> INSTRUCTIONS TO FOLLOW
Retype exactly the lines from the line with "Task: mark the lawn" to the end of the data, keeping both boundary lines.

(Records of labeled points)
◆ ◆ ◆
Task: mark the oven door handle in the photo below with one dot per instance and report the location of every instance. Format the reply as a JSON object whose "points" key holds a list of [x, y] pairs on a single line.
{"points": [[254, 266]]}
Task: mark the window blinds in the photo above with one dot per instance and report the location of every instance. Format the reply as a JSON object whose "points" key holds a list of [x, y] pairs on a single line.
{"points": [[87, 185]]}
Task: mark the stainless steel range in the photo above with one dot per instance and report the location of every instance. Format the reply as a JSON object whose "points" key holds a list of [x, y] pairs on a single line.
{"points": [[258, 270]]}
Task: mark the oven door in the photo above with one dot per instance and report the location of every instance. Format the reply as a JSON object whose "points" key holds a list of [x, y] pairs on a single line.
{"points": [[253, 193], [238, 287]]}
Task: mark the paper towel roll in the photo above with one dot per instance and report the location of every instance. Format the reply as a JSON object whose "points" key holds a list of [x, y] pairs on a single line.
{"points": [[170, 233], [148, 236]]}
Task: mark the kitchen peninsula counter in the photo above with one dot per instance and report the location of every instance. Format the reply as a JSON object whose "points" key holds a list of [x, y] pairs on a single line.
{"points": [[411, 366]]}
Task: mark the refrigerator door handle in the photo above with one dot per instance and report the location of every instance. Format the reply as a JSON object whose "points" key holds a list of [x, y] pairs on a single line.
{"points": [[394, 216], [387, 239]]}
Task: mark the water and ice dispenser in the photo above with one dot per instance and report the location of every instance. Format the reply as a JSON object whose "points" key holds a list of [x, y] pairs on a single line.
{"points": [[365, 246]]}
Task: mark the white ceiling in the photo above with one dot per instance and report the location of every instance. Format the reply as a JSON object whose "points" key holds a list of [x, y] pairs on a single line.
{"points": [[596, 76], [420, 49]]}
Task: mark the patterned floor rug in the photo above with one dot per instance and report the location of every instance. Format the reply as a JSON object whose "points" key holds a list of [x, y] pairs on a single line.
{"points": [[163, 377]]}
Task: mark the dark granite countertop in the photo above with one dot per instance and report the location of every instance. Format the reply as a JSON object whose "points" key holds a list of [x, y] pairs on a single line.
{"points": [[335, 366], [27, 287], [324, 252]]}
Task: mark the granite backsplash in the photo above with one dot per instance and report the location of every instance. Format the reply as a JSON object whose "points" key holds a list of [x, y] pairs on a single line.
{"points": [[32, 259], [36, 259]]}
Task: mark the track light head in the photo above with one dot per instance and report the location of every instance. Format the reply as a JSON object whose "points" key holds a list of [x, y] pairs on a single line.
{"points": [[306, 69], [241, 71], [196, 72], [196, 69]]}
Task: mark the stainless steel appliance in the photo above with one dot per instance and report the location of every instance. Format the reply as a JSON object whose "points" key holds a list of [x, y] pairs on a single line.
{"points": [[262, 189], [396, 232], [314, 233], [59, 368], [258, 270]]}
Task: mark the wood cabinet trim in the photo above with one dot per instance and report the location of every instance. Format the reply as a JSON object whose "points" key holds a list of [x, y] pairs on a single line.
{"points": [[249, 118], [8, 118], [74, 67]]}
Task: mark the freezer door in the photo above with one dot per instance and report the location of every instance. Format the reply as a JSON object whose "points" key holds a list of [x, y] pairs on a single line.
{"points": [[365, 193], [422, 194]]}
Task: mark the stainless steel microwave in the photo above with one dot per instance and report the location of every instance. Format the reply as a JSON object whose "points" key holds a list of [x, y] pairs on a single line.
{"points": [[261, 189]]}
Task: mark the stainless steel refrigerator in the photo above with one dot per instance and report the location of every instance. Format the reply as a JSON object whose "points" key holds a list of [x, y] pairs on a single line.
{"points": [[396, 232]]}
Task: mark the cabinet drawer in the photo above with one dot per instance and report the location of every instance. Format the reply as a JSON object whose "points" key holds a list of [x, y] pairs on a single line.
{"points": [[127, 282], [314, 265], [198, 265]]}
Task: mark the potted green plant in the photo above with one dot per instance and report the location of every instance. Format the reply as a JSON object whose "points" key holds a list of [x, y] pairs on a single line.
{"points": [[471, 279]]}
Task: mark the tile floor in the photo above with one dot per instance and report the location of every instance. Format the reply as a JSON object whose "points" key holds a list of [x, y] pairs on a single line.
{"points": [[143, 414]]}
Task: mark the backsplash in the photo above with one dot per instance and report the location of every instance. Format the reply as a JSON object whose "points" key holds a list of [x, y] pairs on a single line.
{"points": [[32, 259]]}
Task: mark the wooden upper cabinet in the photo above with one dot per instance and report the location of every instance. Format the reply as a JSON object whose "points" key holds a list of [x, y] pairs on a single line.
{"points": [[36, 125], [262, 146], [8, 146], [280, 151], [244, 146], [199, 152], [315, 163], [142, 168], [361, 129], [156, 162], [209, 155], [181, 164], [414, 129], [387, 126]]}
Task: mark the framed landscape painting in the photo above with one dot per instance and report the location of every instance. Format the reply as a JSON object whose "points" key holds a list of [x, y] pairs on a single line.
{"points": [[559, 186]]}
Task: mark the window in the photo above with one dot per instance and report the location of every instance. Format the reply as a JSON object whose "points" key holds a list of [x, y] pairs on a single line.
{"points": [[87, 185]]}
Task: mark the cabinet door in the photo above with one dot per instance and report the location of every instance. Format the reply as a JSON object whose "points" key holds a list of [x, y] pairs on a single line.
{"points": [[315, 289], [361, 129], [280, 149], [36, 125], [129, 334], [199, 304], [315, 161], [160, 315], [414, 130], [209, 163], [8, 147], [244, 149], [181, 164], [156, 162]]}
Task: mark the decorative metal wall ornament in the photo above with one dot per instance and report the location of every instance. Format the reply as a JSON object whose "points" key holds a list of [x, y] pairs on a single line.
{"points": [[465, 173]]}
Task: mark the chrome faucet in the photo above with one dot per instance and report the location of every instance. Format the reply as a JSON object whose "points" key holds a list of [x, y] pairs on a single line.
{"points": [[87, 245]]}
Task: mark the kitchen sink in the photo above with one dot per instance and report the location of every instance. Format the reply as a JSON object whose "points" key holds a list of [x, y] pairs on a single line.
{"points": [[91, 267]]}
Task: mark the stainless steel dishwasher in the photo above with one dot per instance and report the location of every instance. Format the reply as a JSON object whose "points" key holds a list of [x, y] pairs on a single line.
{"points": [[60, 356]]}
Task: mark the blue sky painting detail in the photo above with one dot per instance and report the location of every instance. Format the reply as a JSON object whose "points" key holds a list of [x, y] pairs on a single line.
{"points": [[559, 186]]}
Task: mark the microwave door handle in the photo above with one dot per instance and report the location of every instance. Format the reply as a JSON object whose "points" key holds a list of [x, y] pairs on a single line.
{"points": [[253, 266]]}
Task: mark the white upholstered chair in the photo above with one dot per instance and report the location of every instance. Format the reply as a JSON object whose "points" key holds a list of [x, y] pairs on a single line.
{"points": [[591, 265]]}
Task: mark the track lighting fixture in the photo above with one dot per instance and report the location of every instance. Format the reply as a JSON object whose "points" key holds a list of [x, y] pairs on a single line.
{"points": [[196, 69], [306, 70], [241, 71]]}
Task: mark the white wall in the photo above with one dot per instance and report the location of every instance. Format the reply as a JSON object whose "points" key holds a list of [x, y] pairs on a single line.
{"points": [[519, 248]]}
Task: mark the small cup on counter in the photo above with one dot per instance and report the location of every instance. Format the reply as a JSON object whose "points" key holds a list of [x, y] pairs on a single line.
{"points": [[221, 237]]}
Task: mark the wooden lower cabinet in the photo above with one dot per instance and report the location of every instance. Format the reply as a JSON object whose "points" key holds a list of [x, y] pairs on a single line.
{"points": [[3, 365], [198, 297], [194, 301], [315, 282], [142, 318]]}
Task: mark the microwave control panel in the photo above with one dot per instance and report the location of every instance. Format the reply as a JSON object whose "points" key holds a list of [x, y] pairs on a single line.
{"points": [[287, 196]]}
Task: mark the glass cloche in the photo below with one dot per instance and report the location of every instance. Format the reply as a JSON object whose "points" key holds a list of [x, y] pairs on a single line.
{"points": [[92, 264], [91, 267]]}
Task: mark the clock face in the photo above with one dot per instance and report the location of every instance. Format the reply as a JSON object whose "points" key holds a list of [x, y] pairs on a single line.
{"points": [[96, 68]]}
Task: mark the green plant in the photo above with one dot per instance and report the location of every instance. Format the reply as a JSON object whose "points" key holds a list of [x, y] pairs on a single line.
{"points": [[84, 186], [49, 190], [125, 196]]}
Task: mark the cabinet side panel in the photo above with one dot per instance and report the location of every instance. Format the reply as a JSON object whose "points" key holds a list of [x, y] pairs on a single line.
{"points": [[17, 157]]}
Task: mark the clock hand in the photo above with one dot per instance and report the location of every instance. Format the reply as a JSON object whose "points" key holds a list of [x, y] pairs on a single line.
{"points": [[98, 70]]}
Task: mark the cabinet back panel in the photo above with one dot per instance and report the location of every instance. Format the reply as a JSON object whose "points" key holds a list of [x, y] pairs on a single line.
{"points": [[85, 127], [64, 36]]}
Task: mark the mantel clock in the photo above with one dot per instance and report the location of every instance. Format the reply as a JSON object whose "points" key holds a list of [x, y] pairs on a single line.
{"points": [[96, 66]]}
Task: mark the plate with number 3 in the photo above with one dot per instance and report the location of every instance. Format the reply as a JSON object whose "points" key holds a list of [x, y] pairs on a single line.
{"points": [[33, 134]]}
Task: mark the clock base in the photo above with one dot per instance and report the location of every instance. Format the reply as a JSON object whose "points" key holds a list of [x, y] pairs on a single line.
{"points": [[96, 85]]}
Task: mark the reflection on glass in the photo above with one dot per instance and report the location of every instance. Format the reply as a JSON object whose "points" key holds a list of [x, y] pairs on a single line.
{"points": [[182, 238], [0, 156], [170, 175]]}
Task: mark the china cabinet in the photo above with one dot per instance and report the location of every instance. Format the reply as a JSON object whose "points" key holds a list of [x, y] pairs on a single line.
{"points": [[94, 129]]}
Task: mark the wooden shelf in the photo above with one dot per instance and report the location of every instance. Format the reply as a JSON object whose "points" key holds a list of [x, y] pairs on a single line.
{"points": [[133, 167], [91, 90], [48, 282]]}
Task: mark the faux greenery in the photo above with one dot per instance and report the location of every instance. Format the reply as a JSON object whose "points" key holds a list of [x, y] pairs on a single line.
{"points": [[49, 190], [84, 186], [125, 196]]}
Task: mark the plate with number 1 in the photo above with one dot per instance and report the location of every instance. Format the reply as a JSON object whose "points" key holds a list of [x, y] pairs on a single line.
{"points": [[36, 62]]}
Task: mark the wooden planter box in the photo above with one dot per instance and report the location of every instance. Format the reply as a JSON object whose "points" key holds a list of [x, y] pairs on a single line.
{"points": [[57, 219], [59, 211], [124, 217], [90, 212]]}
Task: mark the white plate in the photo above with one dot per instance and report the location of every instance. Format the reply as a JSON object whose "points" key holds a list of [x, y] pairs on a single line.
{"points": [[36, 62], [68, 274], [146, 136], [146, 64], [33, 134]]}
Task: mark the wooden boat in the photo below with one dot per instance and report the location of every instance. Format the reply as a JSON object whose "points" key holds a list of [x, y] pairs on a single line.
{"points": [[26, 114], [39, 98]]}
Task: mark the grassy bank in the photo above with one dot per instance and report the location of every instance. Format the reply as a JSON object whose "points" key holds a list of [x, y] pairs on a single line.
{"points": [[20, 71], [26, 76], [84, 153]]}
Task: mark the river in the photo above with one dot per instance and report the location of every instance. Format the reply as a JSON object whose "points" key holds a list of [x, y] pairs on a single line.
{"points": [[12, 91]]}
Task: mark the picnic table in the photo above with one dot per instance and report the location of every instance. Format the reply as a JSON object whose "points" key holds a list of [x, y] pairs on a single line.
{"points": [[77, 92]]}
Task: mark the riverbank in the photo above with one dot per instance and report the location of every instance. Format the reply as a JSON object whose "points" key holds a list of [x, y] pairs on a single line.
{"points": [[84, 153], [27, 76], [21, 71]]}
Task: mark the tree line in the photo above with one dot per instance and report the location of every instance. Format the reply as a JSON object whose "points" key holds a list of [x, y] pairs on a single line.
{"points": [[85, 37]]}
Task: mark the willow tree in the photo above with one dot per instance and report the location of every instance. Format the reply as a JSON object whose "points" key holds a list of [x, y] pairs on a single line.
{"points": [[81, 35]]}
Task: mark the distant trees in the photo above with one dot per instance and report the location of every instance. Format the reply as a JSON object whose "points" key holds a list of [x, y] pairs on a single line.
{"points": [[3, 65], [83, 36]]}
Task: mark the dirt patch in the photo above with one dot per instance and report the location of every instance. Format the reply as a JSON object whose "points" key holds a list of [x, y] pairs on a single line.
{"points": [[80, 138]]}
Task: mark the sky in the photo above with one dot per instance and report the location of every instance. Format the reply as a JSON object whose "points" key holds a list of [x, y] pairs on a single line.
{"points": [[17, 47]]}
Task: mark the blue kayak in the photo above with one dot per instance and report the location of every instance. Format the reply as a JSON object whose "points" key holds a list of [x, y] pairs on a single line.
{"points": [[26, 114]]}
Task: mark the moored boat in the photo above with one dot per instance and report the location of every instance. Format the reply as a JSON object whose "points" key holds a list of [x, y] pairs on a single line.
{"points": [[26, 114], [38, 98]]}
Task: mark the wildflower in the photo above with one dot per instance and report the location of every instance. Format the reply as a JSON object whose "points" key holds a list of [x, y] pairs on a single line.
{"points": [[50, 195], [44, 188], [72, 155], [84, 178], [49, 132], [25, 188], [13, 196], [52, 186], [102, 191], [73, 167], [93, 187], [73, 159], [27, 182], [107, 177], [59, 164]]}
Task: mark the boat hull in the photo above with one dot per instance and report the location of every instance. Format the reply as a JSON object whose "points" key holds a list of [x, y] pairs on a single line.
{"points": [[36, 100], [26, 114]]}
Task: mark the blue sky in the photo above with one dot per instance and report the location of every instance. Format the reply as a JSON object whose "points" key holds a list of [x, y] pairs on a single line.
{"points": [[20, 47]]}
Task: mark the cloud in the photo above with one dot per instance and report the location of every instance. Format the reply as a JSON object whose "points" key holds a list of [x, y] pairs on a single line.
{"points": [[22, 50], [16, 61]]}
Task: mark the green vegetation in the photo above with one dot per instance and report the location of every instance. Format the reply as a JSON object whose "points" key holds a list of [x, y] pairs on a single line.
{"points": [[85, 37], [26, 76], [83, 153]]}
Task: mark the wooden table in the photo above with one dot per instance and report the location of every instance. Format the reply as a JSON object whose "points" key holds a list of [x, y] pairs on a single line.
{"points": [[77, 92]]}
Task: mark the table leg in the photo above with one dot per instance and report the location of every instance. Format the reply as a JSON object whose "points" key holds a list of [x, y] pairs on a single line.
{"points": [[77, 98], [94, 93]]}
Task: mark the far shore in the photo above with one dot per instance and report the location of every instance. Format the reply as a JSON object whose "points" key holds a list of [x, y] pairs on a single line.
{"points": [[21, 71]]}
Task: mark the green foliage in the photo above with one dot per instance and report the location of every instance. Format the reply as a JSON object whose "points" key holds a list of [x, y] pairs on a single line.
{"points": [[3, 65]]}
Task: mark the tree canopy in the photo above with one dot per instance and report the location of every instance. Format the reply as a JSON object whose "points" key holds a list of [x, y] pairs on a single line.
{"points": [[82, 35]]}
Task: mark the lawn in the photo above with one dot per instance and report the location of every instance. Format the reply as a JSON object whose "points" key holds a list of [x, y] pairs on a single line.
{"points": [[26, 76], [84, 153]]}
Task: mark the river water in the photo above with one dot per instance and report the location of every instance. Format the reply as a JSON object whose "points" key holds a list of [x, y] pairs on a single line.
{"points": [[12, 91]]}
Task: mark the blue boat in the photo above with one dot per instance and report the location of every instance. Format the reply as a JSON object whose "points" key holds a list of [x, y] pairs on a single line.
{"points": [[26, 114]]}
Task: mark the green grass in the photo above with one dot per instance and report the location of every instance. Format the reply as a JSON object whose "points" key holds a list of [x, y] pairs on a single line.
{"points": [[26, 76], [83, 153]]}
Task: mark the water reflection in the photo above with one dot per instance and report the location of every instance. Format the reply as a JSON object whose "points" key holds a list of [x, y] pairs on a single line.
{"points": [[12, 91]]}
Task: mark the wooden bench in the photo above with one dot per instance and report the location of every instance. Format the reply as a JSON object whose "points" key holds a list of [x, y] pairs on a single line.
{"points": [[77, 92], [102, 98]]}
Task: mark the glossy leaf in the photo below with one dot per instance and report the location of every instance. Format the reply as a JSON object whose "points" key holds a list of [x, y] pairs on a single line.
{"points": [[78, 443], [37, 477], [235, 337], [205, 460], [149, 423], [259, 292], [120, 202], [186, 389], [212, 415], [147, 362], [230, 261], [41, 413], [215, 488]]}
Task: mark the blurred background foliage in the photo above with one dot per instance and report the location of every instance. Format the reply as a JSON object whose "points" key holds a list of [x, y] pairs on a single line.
◆ ◆ ◆
> FINAL ANSWER
Task: mark the lawn in the photo above with one dot per instance and report the location of every instance. Format the reply as a JSON object whose "points" key holds a list of [x, y] pairs on a single line.
{"points": [[26, 76], [84, 153]]}
Task: mark the river water in the photo above with one dot per instance and report the location of every instance. Format the reply as a JSON object whose "points" key holds a list of [x, y] pairs on a single line.
{"points": [[12, 91]]}
Task: mark the blue boat in the photo above with one dot per instance and report the location of every instance. Format the reply as a JSON object whose "points" key holds a list of [x, y] pairs on a single line.
{"points": [[26, 114]]}
Task: mark the green grass in the photo above with one dot per instance and report the location of every instance. Format the reply as a JSON object whose "points" key holds a list of [x, y] pairs on a single line.
{"points": [[26, 76], [83, 153]]}
Task: mark the water reflection in the photo above with one dot per instance and report the location of every instance. Format the reply as a JSON object whose "points" key holds a list of [x, y] pairs on a single line.
{"points": [[12, 91]]}
Task: mark the wooden bench in the photo above with one dot per instance and report the location of every instance. Format the reply as a JSON object whose "points" key holds a list of [x, y] pairs on a single line.
{"points": [[77, 92], [102, 98]]}
Task: mark the glossy leaf in the photo below with one dot per instance and report the location of every instance. Format the reply as a JSON object whose "points" key holds a list of [x, y] pairs on a single line.
{"points": [[78, 443], [37, 477], [235, 337], [205, 460], [149, 423], [259, 292], [120, 202], [186, 389], [212, 415], [147, 362], [230, 261], [41, 413], [215, 488]]}
Task: mark the blurred background foliage in the photo above with one dot per instance and report the location of every instance. Format the reply as a JSON object whose "points" key holds a list of [x, y] pairs on a single line.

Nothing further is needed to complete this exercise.